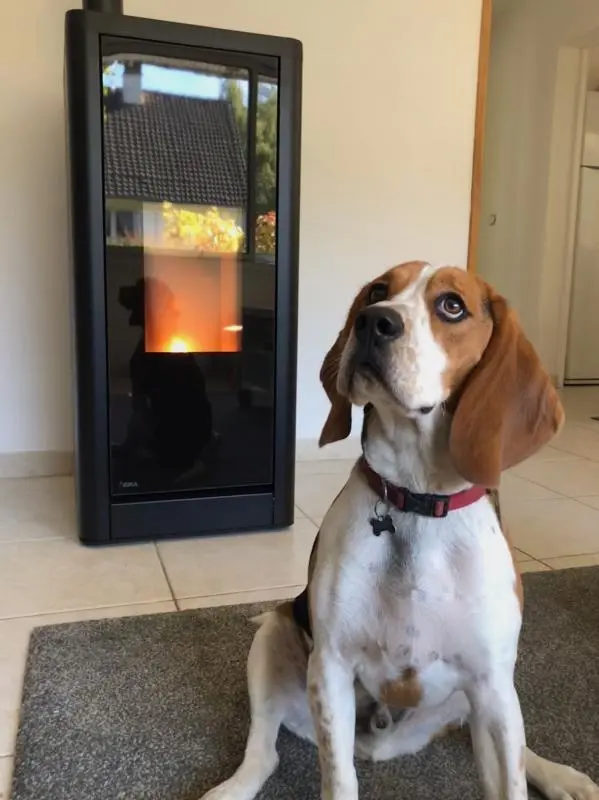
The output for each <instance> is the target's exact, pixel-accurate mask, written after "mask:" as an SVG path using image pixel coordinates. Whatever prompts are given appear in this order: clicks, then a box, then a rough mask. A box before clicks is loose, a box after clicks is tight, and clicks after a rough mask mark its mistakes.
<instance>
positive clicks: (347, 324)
mask: <svg viewBox="0 0 599 800" xmlns="http://www.w3.org/2000/svg"><path fill="white" fill-rule="evenodd" d="M370 286H371V284H367V285H366V286H363V287H362V288H361V289H360V291H359V292H358V294H357V295H356V297H355V299H354V302H353V303H352V306H351V308H350V310H349V313H348V315H347V319H346V320H345V325H344V326H343V328H342V330H341V331H340V332H339V335H338V336H337V339H336V341H335V343H334V344H333V346H332V347H331V349H330V350H329V352H328V353H327V354H326V356H325V358H324V361H323V362H322V367H321V368H320V381H321V383H322V385H323V387H324V390H325V392H326V393H327V397H328V398H329V401H330V403H331V410H330V411H329V415H328V417H327V418H326V421H325V423H324V426H323V428H322V431H321V434H320V439H319V440H318V445H319V447H324V446H325V445H326V444H332V443H333V442H339V441H340V440H341V439H347V437H348V436H349V434H350V433H351V403H350V402H349V400H348V399H347V398H346V397H343V395H341V394H339V392H338V390H337V373H338V372H339V361H340V360H341V354H342V353H343V348H344V347H345V344H346V342H347V340H348V338H349V335H350V333H351V330H352V328H353V326H354V322H355V321H356V317H357V315H358V314H359V312H360V311H361V310H362V309H363V308H365V307H366V305H368V292H369V290H370Z"/></svg>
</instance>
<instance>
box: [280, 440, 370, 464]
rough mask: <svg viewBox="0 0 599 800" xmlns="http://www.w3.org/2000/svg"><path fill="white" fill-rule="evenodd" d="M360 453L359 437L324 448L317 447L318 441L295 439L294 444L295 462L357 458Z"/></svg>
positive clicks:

• • • •

Copy out exactly, and only, the lines from the one that contains "</instance>" through the last line of the material above.

ANSWER TO THIS PROBLEM ->
</instance>
<instance>
box: [280, 440, 370, 464]
rough mask: <svg viewBox="0 0 599 800" xmlns="http://www.w3.org/2000/svg"><path fill="white" fill-rule="evenodd" d="M360 453L359 437L324 448L317 447L318 441L295 439L294 444L295 462L357 458Z"/></svg>
positive clicks:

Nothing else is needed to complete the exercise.